WHAT IS EXPECTED -
Return each of the entries below word for word.
BEGIN INPUT FOR THIS TASK
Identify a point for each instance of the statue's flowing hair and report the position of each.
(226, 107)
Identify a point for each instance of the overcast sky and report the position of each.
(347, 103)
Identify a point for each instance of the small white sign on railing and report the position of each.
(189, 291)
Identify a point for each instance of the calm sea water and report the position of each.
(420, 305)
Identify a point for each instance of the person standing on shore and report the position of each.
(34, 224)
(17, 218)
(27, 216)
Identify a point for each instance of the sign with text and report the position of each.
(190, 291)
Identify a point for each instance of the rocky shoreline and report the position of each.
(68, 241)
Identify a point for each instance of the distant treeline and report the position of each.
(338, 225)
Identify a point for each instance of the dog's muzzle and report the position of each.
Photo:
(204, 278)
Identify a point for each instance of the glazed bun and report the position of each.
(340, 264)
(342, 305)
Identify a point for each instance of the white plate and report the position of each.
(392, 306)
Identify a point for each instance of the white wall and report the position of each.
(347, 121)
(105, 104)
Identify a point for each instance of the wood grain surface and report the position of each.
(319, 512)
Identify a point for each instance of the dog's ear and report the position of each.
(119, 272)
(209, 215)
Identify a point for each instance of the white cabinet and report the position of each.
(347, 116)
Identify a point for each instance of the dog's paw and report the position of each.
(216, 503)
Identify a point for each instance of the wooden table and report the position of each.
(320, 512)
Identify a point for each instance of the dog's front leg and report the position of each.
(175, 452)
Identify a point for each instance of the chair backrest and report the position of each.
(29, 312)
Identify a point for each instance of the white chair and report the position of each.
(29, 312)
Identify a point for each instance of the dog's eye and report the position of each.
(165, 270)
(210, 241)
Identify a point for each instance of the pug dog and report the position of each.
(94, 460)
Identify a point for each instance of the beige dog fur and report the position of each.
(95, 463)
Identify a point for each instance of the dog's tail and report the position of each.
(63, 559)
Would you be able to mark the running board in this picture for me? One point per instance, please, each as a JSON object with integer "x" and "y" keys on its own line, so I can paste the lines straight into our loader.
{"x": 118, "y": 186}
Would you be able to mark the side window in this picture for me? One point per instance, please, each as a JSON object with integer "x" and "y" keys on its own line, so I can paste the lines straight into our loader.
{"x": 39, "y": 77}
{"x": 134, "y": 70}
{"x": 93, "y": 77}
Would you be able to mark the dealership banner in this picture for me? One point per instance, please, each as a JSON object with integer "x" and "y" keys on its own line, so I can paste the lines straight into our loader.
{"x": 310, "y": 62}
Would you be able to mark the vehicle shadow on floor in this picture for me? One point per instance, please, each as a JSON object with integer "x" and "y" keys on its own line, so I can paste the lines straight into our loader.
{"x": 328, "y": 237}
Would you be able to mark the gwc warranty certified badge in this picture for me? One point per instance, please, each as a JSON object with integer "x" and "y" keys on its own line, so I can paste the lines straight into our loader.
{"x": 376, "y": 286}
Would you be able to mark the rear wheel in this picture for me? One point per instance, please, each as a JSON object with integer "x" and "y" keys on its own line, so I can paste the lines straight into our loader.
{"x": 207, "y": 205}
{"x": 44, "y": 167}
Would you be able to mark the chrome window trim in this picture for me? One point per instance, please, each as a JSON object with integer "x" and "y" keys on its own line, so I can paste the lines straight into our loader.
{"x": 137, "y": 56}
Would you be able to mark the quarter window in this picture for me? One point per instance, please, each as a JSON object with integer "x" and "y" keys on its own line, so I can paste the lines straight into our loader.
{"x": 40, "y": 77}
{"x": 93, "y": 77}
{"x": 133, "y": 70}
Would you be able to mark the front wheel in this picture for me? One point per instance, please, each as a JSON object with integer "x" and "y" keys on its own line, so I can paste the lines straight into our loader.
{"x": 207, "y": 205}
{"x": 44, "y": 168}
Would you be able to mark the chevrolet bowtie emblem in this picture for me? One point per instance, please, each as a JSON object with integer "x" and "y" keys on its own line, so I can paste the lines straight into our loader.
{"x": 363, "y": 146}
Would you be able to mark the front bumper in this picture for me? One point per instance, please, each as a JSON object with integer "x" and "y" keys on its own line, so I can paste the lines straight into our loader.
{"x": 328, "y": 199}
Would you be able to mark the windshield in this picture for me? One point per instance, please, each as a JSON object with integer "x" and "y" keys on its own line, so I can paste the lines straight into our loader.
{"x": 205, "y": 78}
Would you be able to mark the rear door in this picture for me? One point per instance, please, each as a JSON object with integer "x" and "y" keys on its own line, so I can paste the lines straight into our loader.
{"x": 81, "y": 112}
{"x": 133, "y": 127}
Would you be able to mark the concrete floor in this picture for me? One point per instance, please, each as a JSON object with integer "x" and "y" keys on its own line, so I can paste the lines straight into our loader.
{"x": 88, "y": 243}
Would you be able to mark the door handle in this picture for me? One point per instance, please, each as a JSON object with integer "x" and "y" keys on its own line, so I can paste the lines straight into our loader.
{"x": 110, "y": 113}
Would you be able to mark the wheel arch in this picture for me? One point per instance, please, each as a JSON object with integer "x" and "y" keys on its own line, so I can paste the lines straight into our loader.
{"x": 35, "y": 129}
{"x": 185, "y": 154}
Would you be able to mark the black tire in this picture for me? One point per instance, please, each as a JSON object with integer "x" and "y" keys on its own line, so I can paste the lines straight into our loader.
END INPUT FOR THIS TASK
TASK RESPONSE -
Identify a point for each instance of the statue's flowing hair and report the position of each.
(226, 107)
Identify a point for each instance of the overcast sky and report the position of each.
(347, 103)
Identify a point for each instance of the small white sign on railing and report the position of each.
(189, 291)
Identify a point for each instance of the calm sea water and report the position of each.
(420, 305)
Identify a point for each instance of the person standing on shore and report the position of each.
(34, 224)
(17, 218)
(27, 216)
Identify a point for each instance of the sign with text and report the position of each.
(190, 291)
Identify a point for each instance of the rocky shoreline and report the position of each.
(68, 241)
Identify a point for each instance of the distant treeline and report the position of each.
(338, 225)
Identify a point for each instance of the dog's muzzle and report the position of each.
Photo:
(204, 278)
Identify a point for each instance of the glazed bun and report the position of each.
(340, 264)
(342, 305)
Identify a point for each instance of the white plate and report the position of each.
(392, 306)
Identify a point for each instance of the white wall and report the position of each.
(347, 121)
(105, 104)
Identify a point for each instance of the wood grain surface and report the position of each.
(319, 512)
Identify a point for each instance of the dog's ear and report the position of each.
(119, 272)
(209, 215)
Identify a point for each instance of the white cabinet and report the position of each.
(347, 116)
Identify a point for each instance of the dog's paw and report the position of each.
(216, 503)
Identify a point for each instance of the wooden table and report the position of each.
(320, 512)
Identify a point for each instance of the dog's front leg and report the position of each.
(175, 452)
Identify a point for each instance of the chair backrest and report the position of each.
(29, 312)
Identify a point for each instance of the white chair and report the position of each.
(29, 312)
Identify a point for each instance of the dog's eye and report the position of each.
(165, 270)
(210, 241)
Identify a point for each instance of the pug dog and report the position of each.
(94, 460)
Identify a point for each instance of the beige dog fur and report the position of each.
(95, 463)
Identify a point for each instance of the dog's tail and report the position of each.
(63, 559)
Would you be able to mark the running board in this picture for me? One point per instance, please, each as a JSON object with integer "x" and "y" keys on its own line, so I can paste the lines straight into our loader.
{"x": 118, "y": 186}
Would you be able to mark the side window in this picture for me? One point per instance, please, each as a JSON object with integer "x" and "y" keys on its own line, so I can paste the lines straight into our loader.
{"x": 39, "y": 77}
{"x": 134, "y": 70}
{"x": 93, "y": 77}
Would you be able to mark the dealership banner in this picture for me? One point per instance, please, each as a JSON object with integer "x" and "y" keys on its own line, so I can paste the lines straight into our loader.
{"x": 310, "y": 62}
Would you be able to mark the vehicle shadow on floor in this picture for me? One point per instance, please, each as a JSON object with integer "x" and "y" keys on its own line, so I can paste the lines straight into our loader.
{"x": 328, "y": 237}
Would you be able to mark the gwc warranty certified badge in this picture for me? One point per instance, please, each as a JSON object with integer "x" and "y" keys on its own line, so I can paste the lines straight into our loader.
{"x": 376, "y": 286}
Would you be able to mark the rear wheel in this picture for me? One point per instance, please, each as a JSON object with integer "x" and "y" keys on its own line, so I can paste the lines straight into our loader.
{"x": 207, "y": 205}
{"x": 44, "y": 167}
Would you be able to mark the chrome window trim in this picture for me? One point per instance, please, each as a JSON object with integer "x" and "y" keys on its own line, so I can paste the lines straight into our loader.
{"x": 137, "y": 56}
Would you be able to mark the quarter window in this picture for me? One point per instance, please, each as a JSON object with integer "x" and "y" keys on its own line, so I can paste the lines straight into our loader.
{"x": 40, "y": 77}
{"x": 93, "y": 77}
{"x": 133, "y": 70}
Would you be able to mark the front wheel in this picture for me? One point per instance, please, each as a JSON object with integer "x" and "y" keys on its own line, so I can paste the lines straight into our loader.
{"x": 207, "y": 205}
{"x": 44, "y": 168}
Would you be able to mark the chevrolet bowtie emblem in this picture for me? One point per instance, please, each as a JSON object with integer "x" and "y" keys on its own line, so I can paste the lines straight into our loader.
{"x": 363, "y": 146}
Would you be able to mark the front bumper in this picture for me? One point per instance, please, each as a JSON object with integer "x" and "y" keys on its own line, so I can paste the lines straight into our loader.
{"x": 328, "y": 199}
Would you be able to mark the windshield in this picture for me? One point per instance, please, each as a JSON object with integer "x" and "y" keys on its own line, so I can paste the lines straight into our loader.
{"x": 205, "y": 78}
Would you be able to mark the rear door in this picture for me? One point per instance, please, each as a JSON object with integer "x" and "y" keys on its own line, so I can paste the lines straight into our loader.
{"x": 81, "y": 112}
{"x": 133, "y": 127}
Would you be able to mark the concrete floor in this picture for me? One point per instance, please, each as a JSON object with integer "x" and "y" keys on its own line, so I can paste the lines straight into our loader.
{"x": 88, "y": 243}
Would you be able to mark the door handle in this picture for me? One point per instance, please, each as a JSON object with integer "x" and "y" keys on its own line, so I can paste the lines straight into our loader.
{"x": 110, "y": 113}
Would you be able to mark the wheel arch in this picture for me? One point per instance, please, each as a JSON object with integer "x" and "y" keys on its own line, so I can paste the lines straight into our loader.
{"x": 35, "y": 129}
{"x": 185, "y": 154}
Would you be able to mark the black tire in this picture for me? One point per instance, please, each as a JSON object with integer "x" and "y" keys on its own line, so I can paste the lines straight into our loader.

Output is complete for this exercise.